DIRECTIONS FOR THIS TASK ▸ Set down again exactly the lines of the listing below that fall between the line holding "For every instance of the plastic" and the line holding "For every instance of the boy's", inclusive.

RECORDS FOR PROCESSING ▸
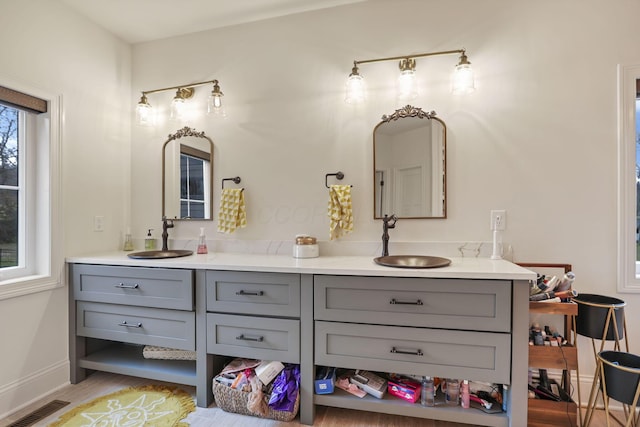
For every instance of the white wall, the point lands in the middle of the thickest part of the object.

--

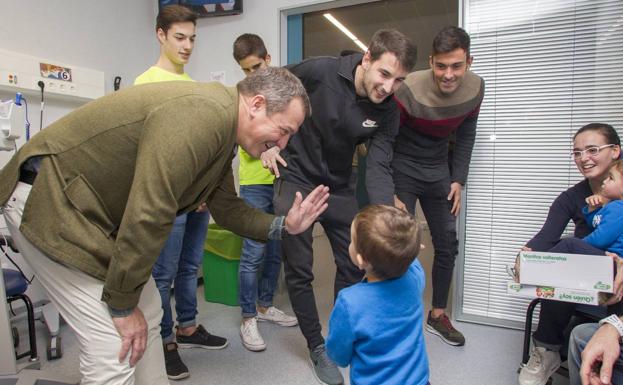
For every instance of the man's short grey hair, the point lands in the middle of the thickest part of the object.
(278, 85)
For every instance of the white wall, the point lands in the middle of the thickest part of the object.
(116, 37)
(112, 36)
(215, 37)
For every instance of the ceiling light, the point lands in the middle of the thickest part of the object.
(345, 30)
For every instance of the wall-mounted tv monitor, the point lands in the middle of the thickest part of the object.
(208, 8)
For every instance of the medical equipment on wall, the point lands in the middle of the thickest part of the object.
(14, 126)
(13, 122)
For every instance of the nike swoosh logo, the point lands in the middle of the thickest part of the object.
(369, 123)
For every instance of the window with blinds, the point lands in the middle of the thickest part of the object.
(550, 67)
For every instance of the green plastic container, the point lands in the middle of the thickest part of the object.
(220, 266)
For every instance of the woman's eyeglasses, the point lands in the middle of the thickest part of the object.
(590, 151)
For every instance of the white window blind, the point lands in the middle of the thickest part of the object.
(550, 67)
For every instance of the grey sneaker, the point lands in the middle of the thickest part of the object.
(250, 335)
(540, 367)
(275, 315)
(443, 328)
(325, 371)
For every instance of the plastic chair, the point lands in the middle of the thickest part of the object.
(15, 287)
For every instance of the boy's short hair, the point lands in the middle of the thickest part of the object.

* * *

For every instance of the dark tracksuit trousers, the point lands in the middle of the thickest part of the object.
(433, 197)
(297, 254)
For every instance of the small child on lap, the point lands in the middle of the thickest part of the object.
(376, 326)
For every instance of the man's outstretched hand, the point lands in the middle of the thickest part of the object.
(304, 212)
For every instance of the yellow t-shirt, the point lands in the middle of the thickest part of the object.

EXERCISE ANSWER ▸
For every instance of the plastic chair, the point lands in the middle of the thickest part of the object.
(15, 287)
For every instance of the boy's short hair, the point lands in the middle of the thickest part of the object.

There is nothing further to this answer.